For a manufacturing organization whose core competency is making things, not running MQTT broker clusters, this trade is almost always the right one.

IoT Core Architecture: Key Components

The MQTT Endpoint

Each AWS account has a unique IoT Core MQTT endpoint in each region: {account-prefix}.iot.{region}.amazonaws.com. Devices connect to this endpoint over MQTT (port 8883, TLS required) or MQTT over WebSockets (port 443).

In industrial deployments, all connections go through port 8883 (MQTT over TLS). Port 443 (WebSocket) is used for browser-based applications or environments where port 8883 is blocked by corporate firewalls — unusual in factory network architectures.

The endpoint is not a single server — it is a managed service that routes connections to the appropriate IoT Core infrastructure automatically. From your device’s perspective, it is a single hostname. From AWS’s perspective, it is a globally distributed, auto-scaling broker layer.

Device Authentication: X.509 Certificates

IoT Core’s default and recommended authentication mechanism is mutual TLS (mTLS) with X.509 certificates. Both sides authenticate: your device presents its certificate, and IoT Core verifies it against the known CA. IoT Core presents the AWS server certificate, and your device verifies it against the expected root CA.

Each device has a unique certificate. This is not a suggestion — it is the design. Shared certificates across multiple devices mean that revoking a compromised device’s access requires revoking all devices sharing that certificate. In a factory with 500 gateways, this is operationally catastrophic.

Certificates are attached to IoT policies — JSON documents that define what MQTT operations the certificate can perform:

{
  "Version": "2012-10-17",
  "Statement": [
    {
      "Effect": "Allow",
      "Action": ["iot:Connect"],
      "Resource": "arn:aws:iot:us-east-1:123456789:client/press-7-chicago-b-l3"
    },
    {
      "Effect": "Allow",
      "Action": ["iot:Publish"],
      "Resource": "arn:aws:iot:us-east-1:123456789:topic/factory/chicago/building-b/line-3/press-7/*"
    },
    {
      "Effect": "Allow",
      "Action": ["iot:Subscribe", "iot:Receive"],
      "Resource": "arn:aws:iot:us-east-1:123456789:topicfilter/factory/chicago/building-b/line-3/press-7/command"
    }
  ]
}

Note what this policy does not allow: publishing to any other device’s topic namespace, subscribing to other devices’ data streams, or connecting with a client ID other than the device’s registered ID. This is least-privilege at the MQTT layer.

▸ Data extract:
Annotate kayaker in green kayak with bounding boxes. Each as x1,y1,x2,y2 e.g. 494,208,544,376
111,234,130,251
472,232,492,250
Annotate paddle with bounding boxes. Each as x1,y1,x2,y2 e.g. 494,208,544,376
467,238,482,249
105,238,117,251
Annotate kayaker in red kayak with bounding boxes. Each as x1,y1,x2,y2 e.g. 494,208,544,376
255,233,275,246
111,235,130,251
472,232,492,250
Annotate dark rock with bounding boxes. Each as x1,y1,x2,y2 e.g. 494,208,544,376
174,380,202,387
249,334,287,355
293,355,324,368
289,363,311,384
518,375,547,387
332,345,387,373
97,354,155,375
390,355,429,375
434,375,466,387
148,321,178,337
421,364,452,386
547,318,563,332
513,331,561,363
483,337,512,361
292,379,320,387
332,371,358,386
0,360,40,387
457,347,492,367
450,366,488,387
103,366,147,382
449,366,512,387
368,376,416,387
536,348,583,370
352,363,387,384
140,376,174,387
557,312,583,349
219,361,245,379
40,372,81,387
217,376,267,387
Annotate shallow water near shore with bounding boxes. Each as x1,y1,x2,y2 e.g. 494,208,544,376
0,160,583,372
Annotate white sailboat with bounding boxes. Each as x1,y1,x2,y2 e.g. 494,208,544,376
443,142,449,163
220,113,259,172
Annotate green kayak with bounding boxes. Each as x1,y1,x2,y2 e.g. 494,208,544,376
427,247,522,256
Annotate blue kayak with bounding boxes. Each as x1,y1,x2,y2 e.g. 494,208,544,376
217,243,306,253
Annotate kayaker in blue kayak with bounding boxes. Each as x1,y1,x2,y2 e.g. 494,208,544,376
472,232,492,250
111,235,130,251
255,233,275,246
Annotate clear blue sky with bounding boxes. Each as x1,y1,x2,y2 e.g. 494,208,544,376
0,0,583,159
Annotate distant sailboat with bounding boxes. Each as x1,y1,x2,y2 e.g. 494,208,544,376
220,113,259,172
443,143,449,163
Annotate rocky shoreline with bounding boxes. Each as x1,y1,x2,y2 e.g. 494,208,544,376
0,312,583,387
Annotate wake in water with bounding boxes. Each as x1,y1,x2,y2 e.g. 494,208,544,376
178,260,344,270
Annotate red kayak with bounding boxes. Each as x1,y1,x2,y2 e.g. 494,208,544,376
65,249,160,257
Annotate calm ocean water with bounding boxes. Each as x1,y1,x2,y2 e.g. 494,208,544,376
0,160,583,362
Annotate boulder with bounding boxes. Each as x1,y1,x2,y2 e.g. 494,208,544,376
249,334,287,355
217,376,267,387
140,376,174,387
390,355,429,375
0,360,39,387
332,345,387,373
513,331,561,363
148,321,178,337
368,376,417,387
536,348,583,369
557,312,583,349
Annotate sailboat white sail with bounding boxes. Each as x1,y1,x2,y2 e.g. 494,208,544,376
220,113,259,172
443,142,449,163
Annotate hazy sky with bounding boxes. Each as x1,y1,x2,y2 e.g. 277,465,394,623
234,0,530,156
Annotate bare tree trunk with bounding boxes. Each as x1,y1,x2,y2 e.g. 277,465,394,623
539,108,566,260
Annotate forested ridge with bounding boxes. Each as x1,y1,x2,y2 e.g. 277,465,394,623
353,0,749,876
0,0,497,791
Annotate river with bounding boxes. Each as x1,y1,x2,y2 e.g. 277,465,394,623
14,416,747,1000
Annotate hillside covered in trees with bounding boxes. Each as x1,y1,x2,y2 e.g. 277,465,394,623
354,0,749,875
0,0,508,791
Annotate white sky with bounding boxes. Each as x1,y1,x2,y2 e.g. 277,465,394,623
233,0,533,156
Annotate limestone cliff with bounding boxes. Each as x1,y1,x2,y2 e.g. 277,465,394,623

▸ Brief A: According to the IoT Core architecture extract, why should each device get its own unique certificate rather than sharing one with other devices?
▸ Brief B:
Answer these questions from the IoT Core architecture extract:
(i) Which port do industrial deployments use for all connections?
(ii) In mutual TLS, what does the device check the AWS server certificate against?
(iii) Which actions does the sample policy allow on the press-7 command topic filter?
▸ Brief C: Continue the IoT Core architecture text from the end of the passage on least-privilege at the MQTT layer.

▸ Expected answer A: If several devices share a certificate, revoking access for one compromised device means revoking every device that uses that certificate. In a factory with 500 gateways, the extract calls this operationally catastrophic.

▸ Expected answer B:
(i) Port 8883 (MQTT over TLS).
(ii) The expected root CA.
(iii) iot:Subscribe and iot:Receive.

▸ Expected answer C:
IoT Policy Variables: Scaling Policies Across a Fleet

Managing thousands of individual IoT policies is impractical. IoT Core supports policy variables that substitute device-specific values at evaluation time:

"Resource": "arn:aws:iot:us-east-1:123456789:topic/factory/${iot:Connection.Thing.ThingName}/*"

The variable ${iot:Connection.Thing.ThingName} is substituted with the connecting device’s registered thing name at runtime. One policy document covers all devices in the fleet — each device can only publish to its own topic namespace.

This pattern is essential for manufacturing deployments where you may have hundreds of gateways that should have identical permissions, scoped to their own device identity.

Fleet Provisioning: Scaling Device Registration

The Manual Provisioning Problem

The traditional approach to IoT device registration: generate a certificate, download it, copy it to the device, register the device in IoT Core, attach a policy. Repeat for every device.

For 10 devices in a pilot, this is manageable. For 1,000 factory gateways across multiple facilities, it requires weeks of manual work and is prone to errors (wrong certificate on the wrong device, policies attached incorrectly, devices registered under incorrect thing types).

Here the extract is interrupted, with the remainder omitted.